**DIRECTIONS**
Answer these questions about the housesitting story:
(a) How many cats did the housesitting job involve?
(b) How much does the writer say they weighed?
(c) How many times did the alpha horse actually fall while climbing the hill?

All this also reminds me of a (true) story. When I was doing my MA, I agreed to housesit for one of my professors, which entailed caring for three dogs, five cats and three horses. Trouble did half my work for me, renegotiating the relationships among the cats & dogs so he was at the top of their chain, first by humiliating all but the oldest and frailest of both species, and then defending them in a beautifully elder-centric reconstruction. (Trouble, like me, has a fondness for old animals.) The horses, however, were my concern. After several days with them, and many warnings from the owning professor, I found myself in a dilemma as I tried to get two of the horses, the alpha horse and the old-and-loony-and-likely-to-cause-me-no-end-of-grief horse, up a steep and badly iced-over hill. Lead the alpha, I was told advisorly, and the loon will eventually follow.

Let's see if you can guess what happened.

The alpha started to freak, and here I was, all 110-pounds of me, trying to get both these beautiful animals up that hill. It was the crazy old horse that stood there and stood there, I think trying to survey the situation. As I tried to calm the alpha, the old horse (I'm sorry, I have since forgotten their names, unfortunately) must have taken pity on me or something, and began the slow-- and rather treacherous-- march. He did so steadily, sedately, beautifully-- and on his own. Eventually the alpha, whom I was holding by the reins only very barely, followed her elder's lead. It was as if the loon had said to the alpha, "it's a rough night, let's not fuck around with him now." And he-- not me, really-- escorted both of them back to their stables, and I just guided the alpha and locked them in when they arrived.

(Is there an allegory for teaching assistants in there? Hmmmmm.... No comment.)

It was something deeply beautiful. The wacky horse with the propensity for jumping fences and causing trouble turned for me into the docile master when things were obviously grim. The alpha scared the hell out of me several times-- and worse, fell once and nearly fell another three times making that scale. (I assure you, there's precious little more terrifying than a horse falling on ice.) But the so-called loon, the one more ostensibly given to injury by the situation, proved stalwart, and thankfully commanding, else I'd have turned up somewhere like a frosty and unquartered Hector.

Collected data
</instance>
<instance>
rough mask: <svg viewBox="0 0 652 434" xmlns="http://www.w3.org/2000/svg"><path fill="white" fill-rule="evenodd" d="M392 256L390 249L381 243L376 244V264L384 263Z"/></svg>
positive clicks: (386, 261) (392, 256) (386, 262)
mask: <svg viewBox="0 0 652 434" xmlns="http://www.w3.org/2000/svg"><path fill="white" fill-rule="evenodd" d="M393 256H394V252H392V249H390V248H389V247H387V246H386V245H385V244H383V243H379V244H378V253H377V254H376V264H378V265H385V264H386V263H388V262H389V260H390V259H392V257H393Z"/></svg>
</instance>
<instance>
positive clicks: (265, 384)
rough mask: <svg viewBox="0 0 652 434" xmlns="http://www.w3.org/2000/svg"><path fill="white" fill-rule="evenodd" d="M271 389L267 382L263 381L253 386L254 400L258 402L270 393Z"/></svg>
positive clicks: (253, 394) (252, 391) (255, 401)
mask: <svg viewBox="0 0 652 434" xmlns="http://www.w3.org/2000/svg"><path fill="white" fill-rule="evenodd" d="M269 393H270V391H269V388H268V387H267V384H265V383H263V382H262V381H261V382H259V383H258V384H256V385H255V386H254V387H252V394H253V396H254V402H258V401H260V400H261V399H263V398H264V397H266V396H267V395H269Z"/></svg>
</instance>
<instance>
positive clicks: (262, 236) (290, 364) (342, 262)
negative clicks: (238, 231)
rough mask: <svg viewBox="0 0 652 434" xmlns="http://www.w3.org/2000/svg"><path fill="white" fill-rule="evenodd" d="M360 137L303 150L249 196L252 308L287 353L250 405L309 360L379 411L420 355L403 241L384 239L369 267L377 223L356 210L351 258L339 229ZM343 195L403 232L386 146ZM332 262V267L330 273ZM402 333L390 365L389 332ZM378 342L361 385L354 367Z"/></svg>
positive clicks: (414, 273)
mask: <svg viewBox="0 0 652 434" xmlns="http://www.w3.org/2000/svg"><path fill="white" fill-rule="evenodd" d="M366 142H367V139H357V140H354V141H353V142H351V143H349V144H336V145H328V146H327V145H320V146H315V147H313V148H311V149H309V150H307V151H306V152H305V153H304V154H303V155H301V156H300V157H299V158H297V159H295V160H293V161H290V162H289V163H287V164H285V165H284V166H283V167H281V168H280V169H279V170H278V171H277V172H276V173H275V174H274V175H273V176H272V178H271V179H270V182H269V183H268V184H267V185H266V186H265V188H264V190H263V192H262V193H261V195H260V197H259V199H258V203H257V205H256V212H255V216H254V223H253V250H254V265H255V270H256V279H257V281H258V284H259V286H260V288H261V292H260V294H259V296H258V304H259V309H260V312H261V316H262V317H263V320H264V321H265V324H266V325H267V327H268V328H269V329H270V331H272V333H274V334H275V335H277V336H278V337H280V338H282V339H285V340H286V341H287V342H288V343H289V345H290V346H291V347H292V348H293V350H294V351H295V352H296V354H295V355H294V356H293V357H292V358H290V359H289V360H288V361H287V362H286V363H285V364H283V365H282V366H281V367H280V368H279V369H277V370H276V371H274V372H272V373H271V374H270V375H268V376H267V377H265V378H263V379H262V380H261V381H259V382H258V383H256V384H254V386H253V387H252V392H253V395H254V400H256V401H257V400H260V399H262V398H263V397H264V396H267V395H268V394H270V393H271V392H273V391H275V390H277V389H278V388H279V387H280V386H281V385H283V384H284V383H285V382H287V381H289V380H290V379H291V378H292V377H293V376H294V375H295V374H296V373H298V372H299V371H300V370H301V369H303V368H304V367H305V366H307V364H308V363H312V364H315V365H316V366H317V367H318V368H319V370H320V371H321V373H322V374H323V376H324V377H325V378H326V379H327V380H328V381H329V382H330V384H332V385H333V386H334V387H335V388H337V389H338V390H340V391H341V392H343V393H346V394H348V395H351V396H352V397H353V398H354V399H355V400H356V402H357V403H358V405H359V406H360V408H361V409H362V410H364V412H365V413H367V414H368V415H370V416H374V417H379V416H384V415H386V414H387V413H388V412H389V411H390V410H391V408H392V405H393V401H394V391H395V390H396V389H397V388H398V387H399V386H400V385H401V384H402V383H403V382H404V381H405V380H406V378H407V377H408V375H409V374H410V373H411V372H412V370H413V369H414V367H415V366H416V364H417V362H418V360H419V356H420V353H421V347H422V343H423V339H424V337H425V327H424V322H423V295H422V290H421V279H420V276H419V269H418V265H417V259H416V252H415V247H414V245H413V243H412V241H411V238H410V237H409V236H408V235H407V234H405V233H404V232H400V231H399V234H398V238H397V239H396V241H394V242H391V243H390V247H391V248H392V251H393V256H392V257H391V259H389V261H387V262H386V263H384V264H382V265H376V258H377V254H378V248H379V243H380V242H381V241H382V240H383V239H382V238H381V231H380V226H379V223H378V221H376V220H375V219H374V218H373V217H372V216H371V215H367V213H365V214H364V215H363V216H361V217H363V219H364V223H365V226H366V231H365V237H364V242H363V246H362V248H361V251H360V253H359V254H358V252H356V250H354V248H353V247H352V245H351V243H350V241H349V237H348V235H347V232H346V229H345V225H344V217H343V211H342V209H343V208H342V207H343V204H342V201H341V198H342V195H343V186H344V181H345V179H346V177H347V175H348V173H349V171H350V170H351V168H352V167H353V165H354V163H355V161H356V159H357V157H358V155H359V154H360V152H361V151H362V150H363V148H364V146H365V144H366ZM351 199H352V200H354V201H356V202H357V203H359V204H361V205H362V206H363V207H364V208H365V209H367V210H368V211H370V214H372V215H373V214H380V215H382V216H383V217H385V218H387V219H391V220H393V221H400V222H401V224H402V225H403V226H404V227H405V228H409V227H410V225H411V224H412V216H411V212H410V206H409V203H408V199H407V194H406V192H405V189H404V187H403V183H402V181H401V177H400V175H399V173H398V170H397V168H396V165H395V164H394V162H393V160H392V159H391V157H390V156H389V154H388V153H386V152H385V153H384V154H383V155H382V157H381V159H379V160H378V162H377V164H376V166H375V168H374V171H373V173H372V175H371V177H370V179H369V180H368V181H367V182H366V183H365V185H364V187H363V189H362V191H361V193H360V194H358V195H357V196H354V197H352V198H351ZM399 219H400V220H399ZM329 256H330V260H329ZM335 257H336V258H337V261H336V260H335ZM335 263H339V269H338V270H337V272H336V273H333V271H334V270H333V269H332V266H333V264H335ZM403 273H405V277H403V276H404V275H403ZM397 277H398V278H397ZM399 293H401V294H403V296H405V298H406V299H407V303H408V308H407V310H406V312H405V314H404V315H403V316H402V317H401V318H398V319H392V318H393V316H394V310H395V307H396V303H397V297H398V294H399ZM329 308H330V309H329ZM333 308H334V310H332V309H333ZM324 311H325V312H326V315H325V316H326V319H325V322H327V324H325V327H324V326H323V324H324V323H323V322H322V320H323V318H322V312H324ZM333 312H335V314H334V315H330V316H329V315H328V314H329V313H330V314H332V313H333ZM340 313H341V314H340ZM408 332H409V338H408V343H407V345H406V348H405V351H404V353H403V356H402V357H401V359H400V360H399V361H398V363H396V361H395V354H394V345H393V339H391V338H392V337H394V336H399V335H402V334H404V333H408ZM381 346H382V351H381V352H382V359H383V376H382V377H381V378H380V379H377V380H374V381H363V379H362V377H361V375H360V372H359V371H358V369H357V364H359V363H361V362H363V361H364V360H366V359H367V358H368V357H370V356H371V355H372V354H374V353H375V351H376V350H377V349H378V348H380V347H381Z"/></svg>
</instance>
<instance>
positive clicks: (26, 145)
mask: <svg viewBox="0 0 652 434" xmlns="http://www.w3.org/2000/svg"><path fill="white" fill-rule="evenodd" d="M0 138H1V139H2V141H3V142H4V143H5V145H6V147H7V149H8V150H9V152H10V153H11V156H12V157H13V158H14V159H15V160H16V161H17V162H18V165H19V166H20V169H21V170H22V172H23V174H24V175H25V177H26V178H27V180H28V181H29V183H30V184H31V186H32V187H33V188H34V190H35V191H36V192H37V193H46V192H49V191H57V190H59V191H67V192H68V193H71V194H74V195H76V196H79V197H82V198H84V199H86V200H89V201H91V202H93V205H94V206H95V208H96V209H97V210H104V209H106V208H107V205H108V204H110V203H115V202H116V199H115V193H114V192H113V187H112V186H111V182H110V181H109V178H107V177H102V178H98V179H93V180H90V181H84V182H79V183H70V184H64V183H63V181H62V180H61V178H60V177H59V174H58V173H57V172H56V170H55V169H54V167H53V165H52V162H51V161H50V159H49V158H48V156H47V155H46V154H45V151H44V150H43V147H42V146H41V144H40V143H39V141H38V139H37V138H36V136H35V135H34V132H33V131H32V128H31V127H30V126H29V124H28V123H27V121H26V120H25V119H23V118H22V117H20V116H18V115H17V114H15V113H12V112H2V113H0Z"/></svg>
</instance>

**RESPONSE TO THIS TASK**
(a) Five
(b) 110 pounds
(c) Once